***** Text segment

Import, Clean and Update Data from the New Zealand Freshwater Fish Database • nzffdr

The purpose of this package is to allow for direct access to the NZ Freshwater Fish Database (NZFFD) from R and additional functions for cleaning imported data and adding missing data.

Specifically, the seven core functions are:

nzffdr_import() - import NZFFD data into R.
nzffdr_clean() - clean up a bunch of small inconsistencies in the imported NZFFD data.
nzffdr_add_dates() - add separate year, month and day columns to NZFFD data.
nzffdr_taxon_threat() - add extra taxonomic and NZ Threat Classification System (NZTCS) data to NZFFD data (12 new columns). Lots more detail added compared to nzffdr v 1.0.0.
nzffdr_widen_habitat() - transform non-tidy format habitat columns to tidy wide format.
nzffdr_razzle_dazzle() - wrapper for all of the above functions to quickly download and tidy NZFFD data in one go.
nzffdr_ind_lengths() - transform non-tidy format individual fish length measures into tidy long format.

See below for a detailed overview.

Installation

Install from CRAN

install.packages("nzffdr")

Or to install the latest development version:

devtools::install_github("flee598/nzffdr")

Built-in datasets

There are two built-in datasets, these are:

nzffdr_data a subset of 200 rows from the NZFFD, used for examples, tutorials etc.
nzffdr_nzmap a simple features map of New Zealand. A simplified version of the 1:150k NZ map outline available from Land Information New Zealand.

**********
***** Data shown

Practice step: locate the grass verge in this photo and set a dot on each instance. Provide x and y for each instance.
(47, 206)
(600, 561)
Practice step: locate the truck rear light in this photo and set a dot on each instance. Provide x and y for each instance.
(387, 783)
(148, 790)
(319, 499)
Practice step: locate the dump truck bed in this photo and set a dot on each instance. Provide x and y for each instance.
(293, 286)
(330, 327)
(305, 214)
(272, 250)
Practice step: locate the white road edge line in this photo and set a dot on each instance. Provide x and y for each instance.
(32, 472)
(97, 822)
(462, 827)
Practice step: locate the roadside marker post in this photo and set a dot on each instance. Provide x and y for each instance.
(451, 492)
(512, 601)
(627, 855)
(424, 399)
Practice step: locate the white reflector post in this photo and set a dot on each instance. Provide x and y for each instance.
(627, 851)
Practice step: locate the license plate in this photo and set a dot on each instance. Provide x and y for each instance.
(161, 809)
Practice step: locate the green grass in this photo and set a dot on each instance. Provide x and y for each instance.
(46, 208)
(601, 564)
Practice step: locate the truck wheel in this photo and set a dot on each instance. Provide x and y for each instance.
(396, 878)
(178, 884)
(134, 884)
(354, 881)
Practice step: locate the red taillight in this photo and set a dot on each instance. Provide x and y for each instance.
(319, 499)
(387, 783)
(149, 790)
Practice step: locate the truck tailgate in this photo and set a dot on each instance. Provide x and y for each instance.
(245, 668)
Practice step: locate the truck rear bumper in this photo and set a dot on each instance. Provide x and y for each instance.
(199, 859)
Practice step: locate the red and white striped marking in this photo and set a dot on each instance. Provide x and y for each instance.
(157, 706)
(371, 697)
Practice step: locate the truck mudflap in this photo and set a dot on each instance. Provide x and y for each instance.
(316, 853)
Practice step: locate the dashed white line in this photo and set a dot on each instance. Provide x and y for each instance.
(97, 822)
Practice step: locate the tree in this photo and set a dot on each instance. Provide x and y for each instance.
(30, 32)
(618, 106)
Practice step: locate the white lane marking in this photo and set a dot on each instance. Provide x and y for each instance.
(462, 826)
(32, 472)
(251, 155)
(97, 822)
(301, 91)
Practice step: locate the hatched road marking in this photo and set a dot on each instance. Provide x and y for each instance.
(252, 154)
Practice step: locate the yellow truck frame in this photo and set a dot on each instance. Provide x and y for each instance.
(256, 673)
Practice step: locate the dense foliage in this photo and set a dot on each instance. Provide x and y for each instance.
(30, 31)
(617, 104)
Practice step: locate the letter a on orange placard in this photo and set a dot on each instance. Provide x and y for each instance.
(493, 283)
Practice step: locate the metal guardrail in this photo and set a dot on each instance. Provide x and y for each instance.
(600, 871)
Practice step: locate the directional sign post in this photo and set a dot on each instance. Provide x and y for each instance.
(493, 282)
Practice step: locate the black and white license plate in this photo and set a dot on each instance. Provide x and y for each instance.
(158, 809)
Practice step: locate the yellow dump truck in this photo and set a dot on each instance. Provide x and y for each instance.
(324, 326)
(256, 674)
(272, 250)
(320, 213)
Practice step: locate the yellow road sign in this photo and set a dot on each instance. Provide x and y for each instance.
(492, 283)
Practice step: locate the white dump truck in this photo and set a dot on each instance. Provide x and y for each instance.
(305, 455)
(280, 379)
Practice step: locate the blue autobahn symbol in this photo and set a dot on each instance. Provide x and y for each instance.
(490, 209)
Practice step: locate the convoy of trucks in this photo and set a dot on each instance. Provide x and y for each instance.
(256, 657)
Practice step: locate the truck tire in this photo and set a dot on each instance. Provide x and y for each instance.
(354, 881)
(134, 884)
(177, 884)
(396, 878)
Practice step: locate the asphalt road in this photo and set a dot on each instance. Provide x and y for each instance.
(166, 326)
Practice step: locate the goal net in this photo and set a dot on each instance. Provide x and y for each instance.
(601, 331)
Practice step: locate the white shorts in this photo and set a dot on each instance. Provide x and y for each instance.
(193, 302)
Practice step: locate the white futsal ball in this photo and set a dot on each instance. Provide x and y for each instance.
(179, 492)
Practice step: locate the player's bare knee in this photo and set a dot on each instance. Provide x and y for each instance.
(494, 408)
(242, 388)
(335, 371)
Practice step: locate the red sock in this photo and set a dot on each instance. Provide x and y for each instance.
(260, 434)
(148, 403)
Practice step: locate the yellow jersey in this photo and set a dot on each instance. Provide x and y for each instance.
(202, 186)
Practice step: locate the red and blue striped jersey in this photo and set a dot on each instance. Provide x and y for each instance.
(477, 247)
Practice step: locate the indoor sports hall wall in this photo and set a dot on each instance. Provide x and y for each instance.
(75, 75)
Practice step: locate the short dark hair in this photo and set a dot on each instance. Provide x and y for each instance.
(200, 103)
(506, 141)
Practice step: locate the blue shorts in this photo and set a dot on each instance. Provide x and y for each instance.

**********

## Given problem A
On the nzffdr page, what map outline does nzffdr_nzmap simplify?
## Given problem B
Shorten the paragraph on the nzffdr page that begins "The purpose of this package".

## Expected answer A
The 1:150k NZ map outline available from Land Information New Zealand.

## Expected answer B
The package gives R users direct access to the NZ Freshwater Fish Database (NZFFD), plus functions to clean imported data and add missing data.